## Esplora il materiale
1. Sostituisci "svicolo" con "incrocio" nel passo del testo sulle fortificazioni di Astino compreso tra "Era poi in contatto" e "Madonna del Bosco.", estremi inclusi, e riporta il passo modificato.
2. Prosegui il testo sul percorso tra le fortificazioni di Astino, partendo subito dopo la sua ultima frase.

··· Testo estratto ···

L’erta salita che conduce al minuscolo borgo del Lavanderio (Ph Claudia Roffeni)

IL PERCORSO: TRA VILLE, BOSCHETTI E ANTICHE FORTIFICAZIONI 

In un ambiente così conservato, percorrendo il nostro itinerario possiamo ancora “leggere” i segni del sistema difensivo medioevale eretto attorno alla città, di cui vi sono ampie tracce nelle strutture isolate d’avvistamento e segnalazione presenti tra Longuelo e Mozzo, dove, sia in pianura che in collina, sorgono torri, “castelli” e cascine turrite.

La zona di Astino è proprio quella che conserva il più articolato sistema di torri e fortificazioni, che controllavano le principali vie di penetrazione proteggendo sia il suburbio che la città murata, compresi i borghi che erano sorti lungo i suoi fianchi (a loro volta protetti da addizioni, cui si accedeva attraverso porte fortificate come quella dei Sanici in Borgo Canale).

A oriente della valletta di Astino, il colle di San Matteo della Pigrizia termina con l’emergenza settecentesca di villa Benaglia sorta sul luogo di un’antica fortificazione databile intorno al XV secolo, posta in collegamento visivo le  torri circostanti

All’estremità nord-occidentale dei colli, l’antichissima roccaforte di Sombreno, posta a controllo delle valli Brembana e S. Martino, svolgeva le medesime funzioni di avvistamento, mentre al vertice di tutto il sistema di segnalazione il Castello di S. Vigilio e, dal XIV secolo, la Rocca sul versante opposto, assicuravano in caso di pericolo una puntuale difesa.

Lo stesso monastero era in contatto visivo con la trecentesca casa-torre che sorge ad ovest, in via Astino 41, proprio in angolo con via Ripa Pasqualina: un antico fortilizio inglobato in un edificio.

La torre di via Astino 41

 

La fortificazione all’angolo tra via Astino e via Ripa Pasqualina, come si presentava nel 1910

Era poi in contatto visivo con la torre della cascina Bechèla (Becchella), nella via omonima, che si innesta allo svicolo tra via Astino e via Madonna del Bosco.

La Torre trecentesca della Cascina Becchella, posta al centro di un complesso rurale che incorpora la rozza torre, valorizzata in un successivo restauro. La via prende il nome dall’antica cascina fortificata Boccaleone detta Bechèla

Proseguendo per via Madonna del Bosco ed oltrepassata la cascina-trattoria Lozza, con animali in bella mostra per la gioia dei bambini, ci dirigiamo verso l’edificio delle Suore delle Poverelle (fondato nel 1869 dal Beato don Luigi Palazzolo ed ora casa di riposo per le suore), raggiungendo in breve la Chiesa di Madonna del Bosco, costruita nel 1762 abbattendo la primitiva cappella del 1615.

··· Estratto dei dati ···

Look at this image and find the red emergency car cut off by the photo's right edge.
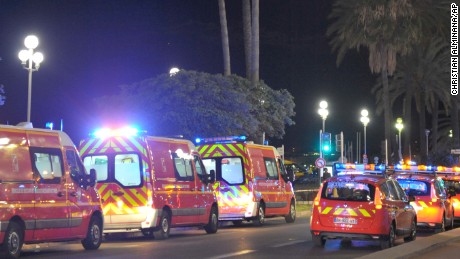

···

## Risposte all'esercizio
1.
Era poi in contatto visivo con la torre della cascina Bechèla (Becchella), nella via omonima, che si innesta allo incrocio tra via Astino e via Madonna del Bosco.

2.
La chiesa di Madonna del Bosco, sorta nel 1762 in luogo di una cappella votiva dedicata alla Madonna che era stata eretta nel 1615 dalla gente della Val d’Astino, in questa località evidentemente ricca di alberi. Dal 1925 è chiesa parrocchiale

All’inizio dei tornanti che salgono ripidi alla sella di via Madonna del Bosco (strada aperta nel secondo dopoguerra), la piccola via della Vena portava a una cava di pietra arenaria, ora abbandonata, e le cui tracce sono ben visibili sui tornanti della nuova strada.

La fontanella che si incontra all’imbocco di via Castello Presati

Ma all’altezza della chiesa il nostro itinerario piega a sinistra lungo la pianeggiante via Castello Presati, che prende il nome dal possente fortilizio dei Capitani di Mozzo e che si incontra dove la strada, restringendosi, diviene sterrata.

In via Castello Presati

Mantenendoci lungo via Castello Presati costeggiamo il muro del campo da golf, attraversato da un antico bosco di roveri, incontrando diversi edifici tra cui la Casa Carnazzi e l’attigua cappella dedicata a Sant’Anna, sorte in età barocca quando Mozzo acquisì un ruolo di villeggiatura suburbana.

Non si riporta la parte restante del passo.